_Instructions to follow_: Write out the entries below in full, exactly as given.
----
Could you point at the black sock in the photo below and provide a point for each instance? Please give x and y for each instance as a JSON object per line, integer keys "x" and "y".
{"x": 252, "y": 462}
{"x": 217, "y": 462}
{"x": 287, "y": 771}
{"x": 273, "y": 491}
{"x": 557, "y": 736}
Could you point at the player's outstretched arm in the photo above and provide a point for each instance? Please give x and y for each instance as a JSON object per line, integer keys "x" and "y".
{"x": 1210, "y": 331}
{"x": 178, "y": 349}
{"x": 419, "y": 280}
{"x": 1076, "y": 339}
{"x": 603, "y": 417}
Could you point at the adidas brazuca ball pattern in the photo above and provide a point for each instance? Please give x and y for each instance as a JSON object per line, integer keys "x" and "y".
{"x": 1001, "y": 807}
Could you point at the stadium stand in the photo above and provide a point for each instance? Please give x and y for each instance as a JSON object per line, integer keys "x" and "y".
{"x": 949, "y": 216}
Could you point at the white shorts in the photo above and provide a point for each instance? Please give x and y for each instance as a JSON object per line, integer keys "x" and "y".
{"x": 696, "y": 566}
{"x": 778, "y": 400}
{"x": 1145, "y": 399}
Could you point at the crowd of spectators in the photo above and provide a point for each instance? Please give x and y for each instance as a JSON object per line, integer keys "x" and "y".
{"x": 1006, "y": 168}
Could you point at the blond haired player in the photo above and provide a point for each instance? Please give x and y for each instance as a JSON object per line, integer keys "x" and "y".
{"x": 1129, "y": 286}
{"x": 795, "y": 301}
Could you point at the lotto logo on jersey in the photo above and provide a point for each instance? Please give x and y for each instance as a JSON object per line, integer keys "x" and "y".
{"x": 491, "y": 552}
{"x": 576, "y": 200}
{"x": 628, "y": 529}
----
_Task output_:
Could you point at the black sock in the photo below and provide a point for each instance? Please give x and y for each instance as a JSON object per line, integer keys "x" and "y".
{"x": 252, "y": 462}
{"x": 217, "y": 462}
{"x": 287, "y": 771}
{"x": 273, "y": 491}
{"x": 557, "y": 736}
Could you point at the player's outstretched arm in the photo above and provide a point for each instance? Please give x and y for each instance as a JSON object per line, integer keys "x" and "y".
{"x": 1210, "y": 331}
{"x": 178, "y": 349}
{"x": 419, "y": 280}
{"x": 1076, "y": 339}
{"x": 603, "y": 417}
Could you point at the adidas brazuca ball pattern in the photo above and provide a point for each instance? Please give x and y for each instance as a JSON object per line, integer keys "x" and "y".
{"x": 1001, "y": 807}
Could you point at the stadium stand in the photo above and provide a point for each instance? Please give x and y for each instance as a JSON object per line, integer keys "x" and "y".
{"x": 949, "y": 216}
Could you point at the white shorts in the photo above and provide a point for each instance? Please give x and y for each instance as a JSON object per line, integer keys "x" and "y".
{"x": 696, "y": 566}
{"x": 778, "y": 400}
{"x": 1145, "y": 399}
Could you point at the crowd of spectators in the photo above and provide a point for each instance? Please give x and y for each instance as a JSON object per line, integer keys "x" and "y".
{"x": 1006, "y": 168}
Could you point at the blond haired player in the photo above and provide a point for each instance? Please give x and y for each instance as a JSON object per line, integer keys "x" and "y".
{"x": 1129, "y": 286}
{"x": 795, "y": 301}
Could you point at the lotto logo on jersey in the photo above and provide a point for each instance? Please give x and y for each instance as a JSON object per line, integer keys "x" and "y".
{"x": 491, "y": 552}
{"x": 576, "y": 200}
{"x": 628, "y": 529}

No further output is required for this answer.